* **To do**: Give back the data below exactly as it was given.

#### The data ####

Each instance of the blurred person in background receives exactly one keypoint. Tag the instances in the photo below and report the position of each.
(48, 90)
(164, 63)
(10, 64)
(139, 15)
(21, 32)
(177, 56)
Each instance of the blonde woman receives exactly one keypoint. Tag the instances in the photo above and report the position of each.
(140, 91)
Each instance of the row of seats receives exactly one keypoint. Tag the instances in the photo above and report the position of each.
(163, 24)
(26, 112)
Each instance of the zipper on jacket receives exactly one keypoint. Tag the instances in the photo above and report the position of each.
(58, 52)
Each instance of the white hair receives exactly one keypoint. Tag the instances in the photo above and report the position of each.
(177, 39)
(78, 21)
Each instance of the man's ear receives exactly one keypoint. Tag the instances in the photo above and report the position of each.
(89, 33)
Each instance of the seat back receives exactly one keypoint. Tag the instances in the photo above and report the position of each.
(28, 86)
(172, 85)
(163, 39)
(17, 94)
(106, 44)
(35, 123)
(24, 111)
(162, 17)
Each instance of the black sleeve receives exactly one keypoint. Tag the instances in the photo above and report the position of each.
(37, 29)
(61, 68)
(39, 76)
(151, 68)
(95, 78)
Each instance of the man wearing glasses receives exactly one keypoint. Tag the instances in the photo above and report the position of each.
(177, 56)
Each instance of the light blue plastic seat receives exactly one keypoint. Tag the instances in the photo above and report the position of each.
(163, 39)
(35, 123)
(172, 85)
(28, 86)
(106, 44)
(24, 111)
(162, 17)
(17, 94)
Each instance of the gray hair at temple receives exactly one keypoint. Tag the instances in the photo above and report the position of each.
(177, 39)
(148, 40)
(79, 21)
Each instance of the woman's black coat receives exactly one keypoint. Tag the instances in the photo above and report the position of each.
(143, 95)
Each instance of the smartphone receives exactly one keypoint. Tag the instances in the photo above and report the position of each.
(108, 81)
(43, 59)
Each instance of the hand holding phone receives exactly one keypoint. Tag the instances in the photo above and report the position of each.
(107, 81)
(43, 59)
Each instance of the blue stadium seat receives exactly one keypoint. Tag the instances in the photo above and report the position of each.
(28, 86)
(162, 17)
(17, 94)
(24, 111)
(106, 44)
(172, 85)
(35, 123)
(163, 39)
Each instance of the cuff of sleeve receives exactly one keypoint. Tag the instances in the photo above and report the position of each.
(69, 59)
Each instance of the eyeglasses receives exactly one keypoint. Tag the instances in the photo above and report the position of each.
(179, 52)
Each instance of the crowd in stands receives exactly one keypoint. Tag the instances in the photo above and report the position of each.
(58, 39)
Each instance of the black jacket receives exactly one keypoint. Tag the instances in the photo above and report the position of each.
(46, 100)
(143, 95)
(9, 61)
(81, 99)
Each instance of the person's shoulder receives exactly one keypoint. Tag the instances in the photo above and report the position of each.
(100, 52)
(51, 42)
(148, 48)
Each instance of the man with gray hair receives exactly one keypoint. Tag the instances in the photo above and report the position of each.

####

* **Answer for this exercise**:
Each instance of the blurred person in background receives exactly one keypoint. Tag the instances in the photo below and report the position of each.
(48, 90)
(164, 63)
(10, 64)
(139, 15)
(21, 32)
(177, 56)
Each instance of the blonde woman receives exactly one keypoint. Tag the instances in the photo above and report the position of each.
(140, 91)
Each instance of the row of seats receives exactly one keypoint. Tag the instances in the photo above and report the position of each.
(163, 24)
(26, 112)
Each instance of the zipper on jacket receives exactly one keypoint. Tag the instances in the photo above and report the position of each.
(58, 52)
Each instance of the white hair receives exactly one keypoint. Tag the instances in the photo above and report the position of each.
(177, 39)
(78, 21)
Each instance of the man's ear receives exactly one keypoint. Tag the instances in the photo above and report the position of each.
(89, 33)
Each instance of the seat back receives exactly one keypoint. Tag the instances in the photo above and report the position of each.
(28, 86)
(172, 85)
(163, 39)
(17, 94)
(106, 44)
(35, 123)
(24, 111)
(162, 17)
Each instance of the black sleeve receives exactly one keypoint. Tag the instances in the photo above and report the position of each.
(37, 29)
(61, 68)
(39, 76)
(151, 68)
(95, 78)
Each instance of the man wearing glasses receives exactly one keypoint. Tag the instances in the photo above and report the position of each.
(177, 56)
Each instance of the light blue plastic seat receives exactly one keypoint. Tag the instances in the photo above and report the position of each.
(163, 39)
(35, 123)
(172, 85)
(28, 86)
(106, 44)
(24, 111)
(162, 17)
(17, 94)
Each instance of the gray hair at temple receives exactly one keypoint. Tag the instances in the photo above and report the position of each.
(177, 39)
(148, 40)
(79, 21)
Each instance of the woman's black coat receives exactly one keypoint. Tag the instances in the photo above and report the position of each.
(143, 95)
Each instance of the smartphone receives exactly one keypoint. Tag the instances in the photo above and report the position of each.
(108, 81)
(43, 59)
Each instance of the hand holding phone receives exactly one keypoint. Tag the instances in the photo above and report the position of each.
(107, 81)
(43, 59)
Each instance of the blue stadium seat receives exactly one keypoint. Tag the instances in the photo above and report the position of each.
(28, 86)
(162, 17)
(17, 94)
(24, 111)
(106, 44)
(172, 85)
(35, 123)
(163, 39)
Each instance of the cuff of sleeve receives exactly one keypoint. Tag the instances in the photo above and report the position of each.
(69, 59)
Each instance of the eyeglasses receives exactly one keypoint. Tag the instances in the photo above and report the position of each.
(179, 52)
Each instance of the crowd in stands receives exactly one keypoint. Tag the instances in the photo above and report the position of each.
(58, 39)
Each instance of the black jacket receives exactly one keypoint. Tag the instances in the photo above and report the position of each.
(46, 100)
(143, 95)
(9, 61)
(81, 99)
Each instance of the person's shoulder receives exactly one keypoint. Tag the instances in the photo above and report the position of each.
(100, 52)
(51, 42)
(148, 48)
Each instance of the man with gray hair receives exactly one keypoint. Tag the instances in the photo above and report the position of each.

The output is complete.